| WORKING DATA |
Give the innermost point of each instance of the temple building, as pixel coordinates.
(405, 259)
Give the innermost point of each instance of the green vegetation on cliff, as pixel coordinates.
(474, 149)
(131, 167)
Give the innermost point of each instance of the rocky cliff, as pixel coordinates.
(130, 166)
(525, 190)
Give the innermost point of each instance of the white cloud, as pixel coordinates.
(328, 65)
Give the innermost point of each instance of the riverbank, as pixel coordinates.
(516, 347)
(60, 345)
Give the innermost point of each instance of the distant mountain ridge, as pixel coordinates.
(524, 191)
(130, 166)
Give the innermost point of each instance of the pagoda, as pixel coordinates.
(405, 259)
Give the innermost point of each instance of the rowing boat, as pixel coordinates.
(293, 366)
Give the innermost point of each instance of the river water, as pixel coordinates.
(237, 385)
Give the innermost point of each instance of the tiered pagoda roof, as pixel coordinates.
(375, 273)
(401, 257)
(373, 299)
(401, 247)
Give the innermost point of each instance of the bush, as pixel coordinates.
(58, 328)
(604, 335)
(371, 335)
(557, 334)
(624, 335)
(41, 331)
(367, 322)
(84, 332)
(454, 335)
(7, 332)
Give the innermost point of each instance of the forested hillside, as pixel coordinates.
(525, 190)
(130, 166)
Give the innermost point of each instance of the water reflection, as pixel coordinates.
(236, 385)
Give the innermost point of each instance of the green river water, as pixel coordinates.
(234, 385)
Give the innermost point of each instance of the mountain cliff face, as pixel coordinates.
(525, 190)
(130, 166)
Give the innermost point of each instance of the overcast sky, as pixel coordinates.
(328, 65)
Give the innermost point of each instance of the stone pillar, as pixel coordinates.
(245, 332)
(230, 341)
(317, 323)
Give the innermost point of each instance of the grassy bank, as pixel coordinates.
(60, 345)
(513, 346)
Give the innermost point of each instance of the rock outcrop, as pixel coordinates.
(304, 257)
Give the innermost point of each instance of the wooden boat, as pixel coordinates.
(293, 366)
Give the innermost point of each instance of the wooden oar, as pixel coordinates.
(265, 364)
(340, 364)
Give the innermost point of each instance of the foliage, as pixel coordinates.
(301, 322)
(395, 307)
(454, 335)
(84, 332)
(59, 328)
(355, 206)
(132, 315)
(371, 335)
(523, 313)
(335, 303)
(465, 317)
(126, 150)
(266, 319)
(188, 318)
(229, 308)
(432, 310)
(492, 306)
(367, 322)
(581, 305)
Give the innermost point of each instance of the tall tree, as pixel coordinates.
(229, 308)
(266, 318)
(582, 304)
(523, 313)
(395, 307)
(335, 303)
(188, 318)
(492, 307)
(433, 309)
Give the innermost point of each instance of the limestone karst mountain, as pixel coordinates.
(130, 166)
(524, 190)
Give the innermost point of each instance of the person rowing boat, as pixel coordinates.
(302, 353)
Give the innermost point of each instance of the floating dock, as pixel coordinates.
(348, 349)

| WORK TO COMPLETE |
Transcribe each line of the data exactly, skipping none.

| RESULT FOR THIS EXERCISE |
Give the innermost point of each instance of the temple building, as pixel coordinates.
(405, 259)
Give the innermost point of each instance of the green vegetation on cliff, as pixel coordinates.
(474, 149)
(131, 167)
Give the innermost point of each instance of the rocky cliff, as pixel coordinates.
(130, 166)
(525, 190)
Give the innermost point of each instance of the white cloud, as pixel coordinates.
(328, 65)
Give the innermost point of each instance of the riverbank, as pixel coordinates.
(516, 347)
(60, 345)
Give the innermost point of each instance of the distant mountain ridge, as pixel coordinates.
(524, 191)
(130, 166)
Give the innermost point of each instance of the pagoda, as pixel coordinates.
(405, 259)
Give the innermost point of each instance of the rowing boat, as pixel coordinates.
(293, 366)
Give the innermost point of each instance of the river water, as pixel coordinates.
(237, 385)
Give the innermost point of each instance of the tiered pagoda roof, as pixel coordinates.
(375, 273)
(401, 257)
(373, 299)
(401, 247)
Give the innermost point of each instance of the bush, as pixel coordinates.
(58, 328)
(604, 335)
(371, 335)
(557, 334)
(624, 335)
(41, 331)
(367, 322)
(84, 332)
(454, 335)
(7, 332)
Give the innermost point of each instance of the forested hillside, as pixel coordinates.
(525, 190)
(130, 166)
Give the innermost point of each instance of the water reflection, as pixel coordinates.
(236, 385)
Give the innermost point of each instance of the green river water, as pixel coordinates.
(234, 385)
Give the innermost point of each instance of the mountain cliff face, as pixel coordinates.
(525, 190)
(130, 166)
Give the innermost point of each instance of the overcast sky, as pixel coordinates.
(328, 65)
Give the innermost point of each instance of the stone pillar, as pixel coordinates.
(245, 332)
(230, 341)
(317, 323)
Give the innermost point of each instance of the grassy bank, as pixel coordinates.
(60, 345)
(513, 346)
Give the innermost point of each instance of the rock outcrop, as pixel coordinates.
(304, 257)
Give the innermost point of each instance of the wooden boat, as pixel coordinates.
(293, 366)
Give the innermost point of each instance of the wooden oar, as pixel coordinates.
(265, 364)
(340, 364)
Give the innermost point of each instance of the foliage, as pixel coordinates.
(301, 322)
(395, 307)
(454, 335)
(84, 332)
(59, 328)
(355, 206)
(132, 315)
(371, 335)
(523, 313)
(335, 303)
(465, 317)
(126, 150)
(266, 319)
(188, 318)
(229, 308)
(432, 310)
(492, 306)
(367, 322)
(581, 305)
Give the innermost point of each instance of the tall tree, as pixel coordinates.
(229, 308)
(266, 318)
(582, 304)
(523, 313)
(395, 307)
(335, 303)
(188, 318)
(492, 307)
(433, 309)
Give the innermost point of each instance of the limestone karst mountain, as pixel coordinates.
(130, 166)
(524, 190)
Give the innermost point of each instance of the person rowing boat, as pixel coordinates.
(302, 353)
Give the innermost point of each instance of the floating dock, as pixel coordinates.
(348, 349)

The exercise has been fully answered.